- _PROBLEM TO WORK ON_:
From the line that includes "in [16, 184]." to the last line of the records, inclusive, repeat each line exactly.

- _EXTRACTED RECORDS_:
* * *

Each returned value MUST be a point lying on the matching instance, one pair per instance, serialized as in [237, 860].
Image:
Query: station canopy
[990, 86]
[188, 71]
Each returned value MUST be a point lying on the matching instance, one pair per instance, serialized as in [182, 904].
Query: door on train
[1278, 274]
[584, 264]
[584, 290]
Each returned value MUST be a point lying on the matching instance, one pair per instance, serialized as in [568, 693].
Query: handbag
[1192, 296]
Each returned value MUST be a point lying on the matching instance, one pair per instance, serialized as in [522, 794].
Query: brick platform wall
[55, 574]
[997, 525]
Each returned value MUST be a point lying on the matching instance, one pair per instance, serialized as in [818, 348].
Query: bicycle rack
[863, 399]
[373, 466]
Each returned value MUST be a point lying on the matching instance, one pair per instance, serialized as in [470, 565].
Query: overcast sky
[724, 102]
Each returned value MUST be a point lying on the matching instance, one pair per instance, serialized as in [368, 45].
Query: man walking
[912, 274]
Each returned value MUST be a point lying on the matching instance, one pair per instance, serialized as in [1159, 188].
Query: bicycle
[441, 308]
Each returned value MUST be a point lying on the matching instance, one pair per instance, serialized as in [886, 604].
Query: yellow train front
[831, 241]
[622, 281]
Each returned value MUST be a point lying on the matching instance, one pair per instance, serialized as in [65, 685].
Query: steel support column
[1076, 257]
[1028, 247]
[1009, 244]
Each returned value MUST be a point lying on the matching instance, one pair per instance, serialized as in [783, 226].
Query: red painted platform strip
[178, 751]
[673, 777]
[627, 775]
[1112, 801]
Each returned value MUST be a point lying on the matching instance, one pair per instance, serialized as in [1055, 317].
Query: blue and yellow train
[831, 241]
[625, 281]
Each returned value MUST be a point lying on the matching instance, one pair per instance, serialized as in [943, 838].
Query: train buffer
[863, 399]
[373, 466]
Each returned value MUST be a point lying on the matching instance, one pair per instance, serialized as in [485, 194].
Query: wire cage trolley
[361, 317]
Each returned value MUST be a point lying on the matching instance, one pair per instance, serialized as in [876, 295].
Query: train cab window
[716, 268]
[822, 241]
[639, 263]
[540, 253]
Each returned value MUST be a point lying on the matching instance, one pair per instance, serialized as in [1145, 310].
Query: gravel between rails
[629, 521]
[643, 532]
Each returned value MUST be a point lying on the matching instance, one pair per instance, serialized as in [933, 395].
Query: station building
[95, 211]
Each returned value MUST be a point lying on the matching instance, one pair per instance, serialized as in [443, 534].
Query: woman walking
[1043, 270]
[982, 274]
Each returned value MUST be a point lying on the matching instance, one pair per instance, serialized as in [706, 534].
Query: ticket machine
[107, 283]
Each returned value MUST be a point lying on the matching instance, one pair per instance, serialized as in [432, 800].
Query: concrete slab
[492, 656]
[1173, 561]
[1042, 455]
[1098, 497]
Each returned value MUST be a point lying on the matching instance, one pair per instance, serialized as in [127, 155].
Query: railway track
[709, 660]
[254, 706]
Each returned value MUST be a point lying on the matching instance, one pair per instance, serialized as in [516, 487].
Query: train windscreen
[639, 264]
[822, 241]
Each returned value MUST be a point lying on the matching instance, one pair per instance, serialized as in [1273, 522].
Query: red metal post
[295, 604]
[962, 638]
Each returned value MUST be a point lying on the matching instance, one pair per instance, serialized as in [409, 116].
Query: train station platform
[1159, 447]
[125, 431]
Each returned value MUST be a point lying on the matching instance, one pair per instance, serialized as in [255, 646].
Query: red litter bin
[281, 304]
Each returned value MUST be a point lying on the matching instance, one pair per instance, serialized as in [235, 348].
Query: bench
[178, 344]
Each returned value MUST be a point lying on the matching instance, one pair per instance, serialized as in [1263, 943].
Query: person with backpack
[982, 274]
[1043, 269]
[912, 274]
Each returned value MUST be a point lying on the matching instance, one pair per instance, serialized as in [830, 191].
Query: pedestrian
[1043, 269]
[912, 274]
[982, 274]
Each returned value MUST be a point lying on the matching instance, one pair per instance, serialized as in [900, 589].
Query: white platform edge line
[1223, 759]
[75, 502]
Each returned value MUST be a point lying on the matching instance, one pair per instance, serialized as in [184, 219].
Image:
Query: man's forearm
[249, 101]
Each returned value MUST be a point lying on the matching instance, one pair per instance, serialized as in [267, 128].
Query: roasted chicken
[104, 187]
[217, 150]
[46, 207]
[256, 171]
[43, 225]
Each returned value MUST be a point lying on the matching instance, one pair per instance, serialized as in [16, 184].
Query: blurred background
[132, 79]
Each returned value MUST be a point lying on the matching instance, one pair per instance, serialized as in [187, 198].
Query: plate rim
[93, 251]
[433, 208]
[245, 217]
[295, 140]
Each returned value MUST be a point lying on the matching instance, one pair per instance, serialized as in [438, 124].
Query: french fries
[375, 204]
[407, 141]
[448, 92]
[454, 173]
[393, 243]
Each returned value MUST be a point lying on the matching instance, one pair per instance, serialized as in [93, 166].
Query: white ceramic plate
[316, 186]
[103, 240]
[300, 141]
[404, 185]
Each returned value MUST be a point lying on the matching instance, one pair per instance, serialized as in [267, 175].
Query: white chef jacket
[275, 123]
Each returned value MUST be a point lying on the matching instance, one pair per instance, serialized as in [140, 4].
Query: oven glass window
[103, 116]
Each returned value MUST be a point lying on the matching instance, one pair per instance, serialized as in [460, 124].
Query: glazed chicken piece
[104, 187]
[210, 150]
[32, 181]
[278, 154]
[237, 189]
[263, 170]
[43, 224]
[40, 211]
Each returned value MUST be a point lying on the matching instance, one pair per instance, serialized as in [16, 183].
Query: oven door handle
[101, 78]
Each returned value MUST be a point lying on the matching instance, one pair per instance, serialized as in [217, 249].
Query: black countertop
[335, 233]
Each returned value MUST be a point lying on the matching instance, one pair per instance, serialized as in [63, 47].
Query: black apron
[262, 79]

* * *

- _FINISHED ANSWER_:
Each returned value MUST be a point lying on the matching instance, one pair per instance, serialized as in [16, 184].
Query: blurred background
[132, 79]
Each returned value MUST be a point lying on the matching instance, one pair per instance, serialized as in [187, 198].
Query: plate rim
[93, 251]
[433, 208]
[245, 217]
[295, 140]
Each returned value MUST be a point lying on the matching instance, one pair per instance, serialized as in [438, 124].
Query: french fries
[375, 204]
[407, 141]
[448, 92]
[454, 173]
[393, 243]
Each returned value MUST be a point lying on the matching instance, one pair per instance, serialized as in [93, 166].
Query: white ceramic plate
[316, 186]
[103, 240]
[300, 141]
[404, 185]
Each returned value MUST be a point lying on the matching instance, one pair per instance, serialized as in [267, 175].
Query: white chef jacket
[275, 123]
Each returned value MUST be a point lying on the matching instance, one pair per instance, serialized as in [140, 4].
Query: oven glass window
[103, 116]
Each returned value MUST be a point lying on the matching instance, one pair per instance, serialized as in [460, 124].
Query: glazed chicken piece
[104, 187]
[210, 150]
[32, 181]
[278, 154]
[237, 189]
[263, 170]
[43, 224]
[40, 211]
Each returned value MUST be a point lying on the matching instance, one pair per instance, serialized as in [16, 183].
Query: oven door handle
[101, 78]
Each returned value MUST be a point lying on the matching instance, one pair per instance, serialized as in [217, 249].
Query: black countertop
[335, 233]
Each returned value MUST be a point lying on the matching instance, one pair per instance, serialized as in [63, 47].
Query: black apron
[262, 79]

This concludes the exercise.